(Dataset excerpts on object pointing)
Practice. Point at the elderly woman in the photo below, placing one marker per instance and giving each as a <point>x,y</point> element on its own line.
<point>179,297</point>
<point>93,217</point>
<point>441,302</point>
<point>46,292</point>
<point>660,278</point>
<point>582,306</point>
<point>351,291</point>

Exercise goal:
Put the items above into a two-column CSV with the headers "prompt" and "points", one row per item. Place each item's text and its answer in a single quoted field, with line breaks replaced by spaces.

Problem solution:
prompt,points
"Practice. Point at the elderly woman in the photo below, placing one marker per instance and giving each as a <point>x,y</point> element on its own line.","<point>179,297</point> <point>93,217</point> <point>441,302</point> <point>46,292</point> <point>660,278</point> <point>582,306</point> <point>351,291</point>"